### About this task
Wherever a picture appears in the listing below, leave it out and reproduce the rest exactly.

Segment Start: Data listing

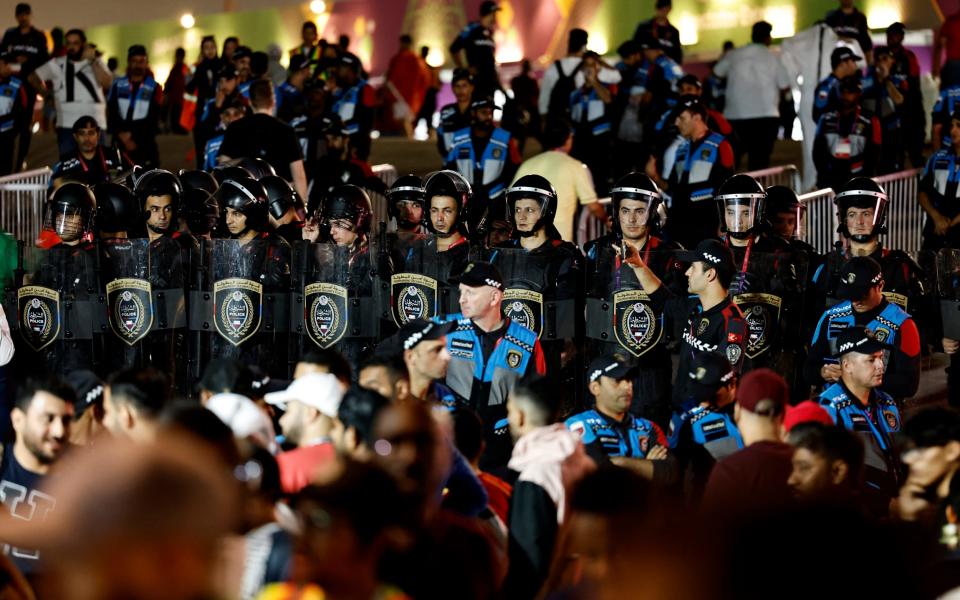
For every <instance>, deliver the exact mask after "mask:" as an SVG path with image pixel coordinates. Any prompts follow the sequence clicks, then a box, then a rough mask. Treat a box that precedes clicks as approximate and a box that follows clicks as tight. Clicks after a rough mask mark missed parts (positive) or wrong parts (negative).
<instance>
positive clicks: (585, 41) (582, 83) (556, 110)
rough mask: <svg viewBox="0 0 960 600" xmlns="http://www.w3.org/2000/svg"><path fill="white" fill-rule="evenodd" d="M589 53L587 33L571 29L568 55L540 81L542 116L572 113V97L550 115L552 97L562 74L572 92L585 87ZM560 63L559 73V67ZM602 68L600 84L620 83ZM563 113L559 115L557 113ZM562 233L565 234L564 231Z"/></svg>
mask: <svg viewBox="0 0 960 600" xmlns="http://www.w3.org/2000/svg"><path fill="white" fill-rule="evenodd" d="M586 51H587V32H586V31H584V30H583V29H571V30H570V36H569V38H568V39H567V55H566V56H565V57H563V58H561V59H560V60H558V61H556V62H554V63H553V64H552V65H550V66H549V67H547V69H546V71H544V72H543V79H541V80H540V99H539V101H538V104H539V106H538V108H539V109H540V114H541V115H543V117H544V118H545V119H546V118H547V117H561V116H567V115H568V114H569V111H570V95H569V94H567V95H566V96H565V97H564V98H559V99H558V100H557V102H559V104H560V105H559V106H554V107H553V108H554V111H553V112H554V114H550V113H551V111H550V108H551V107H550V96H551V94H553V88H554V86H556V85H557V83H558V82H559V81H560V78H561V73H560V71H562V74H563V76H564V77H573V78H574V80H573V81H572V82H571V83H572V85H570V86H568V87H569V90H570V91H571V92H572V91H573V90H574V89H576V88H578V87H581V86H582V85H583V74H581V73H580V72H579V70H580V61H581V59H582V58H583V54H584V53H585V52H586ZM558 63H559V69H560V70H559V71H558V70H557V65H558ZM601 65H602V68H601V69H600V71H599V75H598V79H599V80H600V83H620V71H617V70H616V69H613V68H610V67H608V66H607V65H605V64H603V63H601ZM558 110H561V111H562V112H561V113H559V114H557V111H558ZM560 233H563V232H562V231H561V232H560Z"/></svg>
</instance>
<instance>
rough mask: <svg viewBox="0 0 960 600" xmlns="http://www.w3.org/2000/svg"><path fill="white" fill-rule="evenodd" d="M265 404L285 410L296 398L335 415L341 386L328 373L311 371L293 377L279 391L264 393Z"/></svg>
mask: <svg viewBox="0 0 960 600" xmlns="http://www.w3.org/2000/svg"><path fill="white" fill-rule="evenodd" d="M263 398H264V400H266V401H267V404H272V405H273V406H278V407H280V408H282V409H284V410H286V407H287V403H289V402H290V401H291V400H296V401H297V402H300V403H302V404H306V405H307V406H309V407H311V408H315V409H317V410H319V411H320V412H321V413H323V414H325V415H326V416H328V417H331V418H333V417H336V416H337V409H339V408H340V401H341V400H342V399H343V387H342V386H341V385H340V380H339V379H337V378H336V376H335V375H331V374H330V373H311V374H309V375H304V376H303V377H300V378H298V379H294V380H293V383H291V384H290V386H289V387H288V388H287V389H285V390H283V391H281V392H271V393H269V394H267V395H265V396H264V397H263Z"/></svg>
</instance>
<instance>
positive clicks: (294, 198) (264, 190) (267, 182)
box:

Segment End: Data listing

### Answer box
For every <instance>, deliver the exact mask after "mask:" as an SVG path with image pixel coordinates. Any prompts follow the sequence clicks, then a box, then a rough mask. Treat a box that precedes clicks as approximate and a box that follows clicks as tight. Clicks after a rough mask mark missed parts (positive) or wrong parts (negative).
<instance>
positive clicks: (585, 41) (582, 83) (556, 110)
rough mask: <svg viewBox="0 0 960 600" xmlns="http://www.w3.org/2000/svg"><path fill="white" fill-rule="evenodd" d="M589 53L587 33L571 29L568 55L540 81L542 116L572 113V97L550 115L552 97L562 74L572 92L585 87ZM560 63L559 73V67ZM602 68L600 84L620 83ZM563 113L559 115L557 113ZM562 233L565 234L564 231Z"/></svg>
mask: <svg viewBox="0 0 960 600" xmlns="http://www.w3.org/2000/svg"><path fill="white" fill-rule="evenodd" d="M586 51H587V32H586V31H584V30H583V29H571V30H570V36H569V38H568V39H567V55H566V56H565V57H563V58H561V59H560V60H558V61H556V62H554V63H553V64H552V65H550V66H549V67H547V69H546V71H544V72H543V79H541V80H540V99H539V101H538V104H539V106H538V108H539V109H540V114H541V115H543V117H544V118H545V119H546V118H547V117H561V116H567V115H568V114H569V111H570V95H569V94H567V95H566V96H565V97H564V98H559V99H558V100H557V102H559V104H560V105H559V106H554V107H553V108H554V111H553V112H554V114H550V113H551V111H550V108H551V107H550V96H551V94H553V88H554V86H556V85H557V83H558V82H559V81H560V78H561V73H560V71H562V74H563V76H564V77H573V78H574V80H573V81H572V82H571V83H572V85H570V86H568V87H569V90H570V91H571V92H572V91H573V90H574V89H576V88H578V87H581V86H582V85H583V74H581V73H580V72H579V70H580V61H581V59H582V58H583V54H584V53H585V52H586ZM558 63H559V69H560V70H559V71H558V70H557V65H558ZM601 65H602V68H601V69H600V71H599V75H598V79H599V80H600V83H620V71H617V70H616V69H613V68H610V67H608V66H607V65H605V64H603V63H601ZM558 110H561V111H562V112H561V113H559V114H557V111H558ZM560 233H563V232H562V231H561V232H560Z"/></svg>
</instance>
<instance>
rough mask: <svg viewBox="0 0 960 600" xmlns="http://www.w3.org/2000/svg"><path fill="white" fill-rule="evenodd" d="M265 404L285 410L296 398L335 415L341 386L328 373L311 371L293 377L279 391L264 393Z"/></svg>
mask: <svg viewBox="0 0 960 600" xmlns="http://www.w3.org/2000/svg"><path fill="white" fill-rule="evenodd" d="M263 398H264V400H266V401H267V404H272V405H273V406H278V407H280V408H282V409H284V410H286V407H287V403H289V402H290V401H291V400H296V401H297V402H300V403H302V404H306V405H307V406H309V407H311V408H315V409H317V410H319V411H320V412H321V413H323V414H325V415H326V416H328V417H331V418H333V417H336V416H337V409H339V408H340V401H341V400H342V399H343V387H342V386H341V385H340V380H339V379H337V378H336V376H335V375H331V374H330V373H311V374H309V375H304V376H303V377H300V378H298V379H294V380H293V383H291V384H290V386H289V387H288V388H287V389H285V390H283V391H281V392H271V393H269V394H267V395H265V396H264V397H263Z"/></svg>
</instance>
<instance>
positive clicks: (294, 198) (264, 190) (267, 182)
box:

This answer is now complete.